### [PASSAGE GIVEN]

────────────────

For the purposes of this homework, instead of working with actual regular expressions like a(bc|d)*e, we will work with a representation of the expressions as Java classes. In a complete regular expression evaluator, you would have to parse the string representation of the regular expression into the Java representation. That's not too difficult to do, but it requires a lot of tricky coding that is too much for this assignment.

You will need the following test file and javadocs for the assignment:

Problem 1: Regular Expression Representation (30 points; files to submit: Alt.java, Concat.java, Empty.java, Letter.java, RegExp.java, Star.java)

Recall that any regular expression is either one individual character, an empty expression, or comprised of other regular expressions. For example the Concat expression, "ab", can be decomposed into two subexpressions "a" and "b", each of which is a Letter expression. The Alt expression "a|(a|b*)", can be broken down into subexpressions "a" and "(a|b*)". Every regular expression can be represented in this way as a combination of instances of subclasses of the RegExp class (Alt, Concat, Empty, Letter, Star).

In order to later evaluate a regular expression on strings, we first need to design a set of classes designed to store a regular expression. In this first part of the assignment, you should attempt to code general outline of the classes described in the javadocs, including all of the getExp() methods. While we will not use the toString() methods to test this portion of the code, we strongly suggest you implement toString() methods to obtain results similar to the sample interactions below. We provide you with a set of tests in RegTest.java, and once you complete this part of the assignment, you should be able to instantiate each of the RegExp objects created in the class. It is important to note however, that while these samples provide a good starting point for testing your code, they are not complete and you should try to develop your own regular expressions to test your code.

Please note: The purpose of this problem is to allow you to develop a mechanism for representing a regular expression. You only will need to turn in the files required for Problems 1 and 2 once, but we will test them separately: first to see if they allow for a representation of regular expressions, and second for the matching functionality explained in the next problem. As a result, you will find that some methods are not needed in this first problem, so feel free to use a dummy return statement to test your code and implement the real methods later.

Sample Interactions (RegTest1.hist)

Welcome to DrJava.
> RegTest.testCase1()
a*
> RegTest.testCase2()
((a|b)c)*
> RegTest.testCase3()
(((ac)|(bc)*)c)
> RegTest.testCase4()
((a*|b*)|c)
> RegTest.testCase5()
(((ab)|(cd))*e)
> RegTest.testCase6()
((((a|b)|c)|d)e)*

Problem 2: Regular Expression Matching (70 points; file to submit: Alt.java, Concat.java, Empty.java, Letter.java, RegExp.java, Star.java)

────────────────

### [SOURCE DATA]
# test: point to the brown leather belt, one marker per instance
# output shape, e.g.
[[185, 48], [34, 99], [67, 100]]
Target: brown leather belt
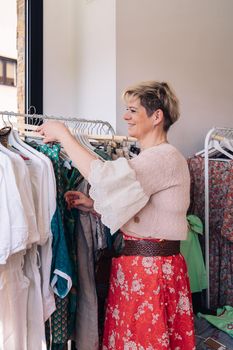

────────────────

### [TO BE DONE]
**1.** List the subclasses of the RegExp class that the homework text names.
**2.** Rewrite the homework text from "Sample Interactions (RegTest1.hist)" to "(((ab)|(cd))*e)", swapping "DrJava" for "Eclipse".

### [ANSWERS FOR THE EXERCISE]
**1.** Alt, Concat, Empty, Letter, Star

**2.**
Sample Interactions (RegTest1.hist)

Welcome to Eclipse.
> RegTest.testCase1()
a*
> RegTest.testCase2()
((a|b)c)*
> RegTest.testCase3()
(((ac)|(bc)*)c)
> RegTest.testCase4()
((a*|b*)|c)
> RegTest.testCase5()
(((ab)|(cd))*e)